Start RECORDS SUPPLIED
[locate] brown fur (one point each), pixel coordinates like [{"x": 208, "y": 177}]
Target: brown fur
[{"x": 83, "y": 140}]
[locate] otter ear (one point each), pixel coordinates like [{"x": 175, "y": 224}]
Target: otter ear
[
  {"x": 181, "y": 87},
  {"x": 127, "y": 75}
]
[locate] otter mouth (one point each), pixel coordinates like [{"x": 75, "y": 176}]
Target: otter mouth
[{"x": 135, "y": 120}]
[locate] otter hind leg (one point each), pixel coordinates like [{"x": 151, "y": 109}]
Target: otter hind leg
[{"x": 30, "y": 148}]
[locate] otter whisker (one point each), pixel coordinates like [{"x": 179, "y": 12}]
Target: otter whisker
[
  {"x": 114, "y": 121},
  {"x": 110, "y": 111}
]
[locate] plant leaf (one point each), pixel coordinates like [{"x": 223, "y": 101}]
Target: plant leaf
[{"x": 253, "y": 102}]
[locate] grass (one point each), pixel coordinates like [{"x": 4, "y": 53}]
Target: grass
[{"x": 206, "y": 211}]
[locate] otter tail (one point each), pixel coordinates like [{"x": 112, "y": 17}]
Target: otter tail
End RECORDS SUPPLIED
REQUEST: Reproduce every line of the records above, requests included, with 9 added to each x and y coordinate in the answers. Leave the numbers in the requests and their format samples unchanged.

RESPONSE TO THE TASK:
[locate] brown fur (one point each), pixel coordinates like [{"x": 208, "y": 177}]
Target: brown fur
[{"x": 92, "y": 149}]
[locate] otter ear (one point each), pixel coordinates like [{"x": 175, "y": 224}]
Target: otter ear
[
  {"x": 190, "y": 96},
  {"x": 136, "y": 84}
]
[locate] otter mouth (one point each), pixel coordinates like [{"x": 75, "y": 176}]
Target: otter mouth
[{"x": 144, "y": 129}]
[locate] otter hind leg (one point each), pixel coordinates like [{"x": 151, "y": 109}]
Target: otter hind leg
[{"x": 39, "y": 157}]
[locate] otter whisker (one point each), pixel coordinates like [{"x": 179, "y": 12}]
Target: otter whisker
[
  {"x": 123, "y": 130},
  {"x": 119, "y": 120}
]
[locate] plant leaf (one point each), pixel coordinates like [{"x": 223, "y": 101}]
Target: plant leaf
[{"x": 262, "y": 111}]
[locate] grass (one point each), pixel coordinates like [{"x": 4, "y": 53}]
Target: grass
[{"x": 215, "y": 220}]
[locate] otter tail (one point each), pixel coordinates like [{"x": 112, "y": 17}]
Target: otter tail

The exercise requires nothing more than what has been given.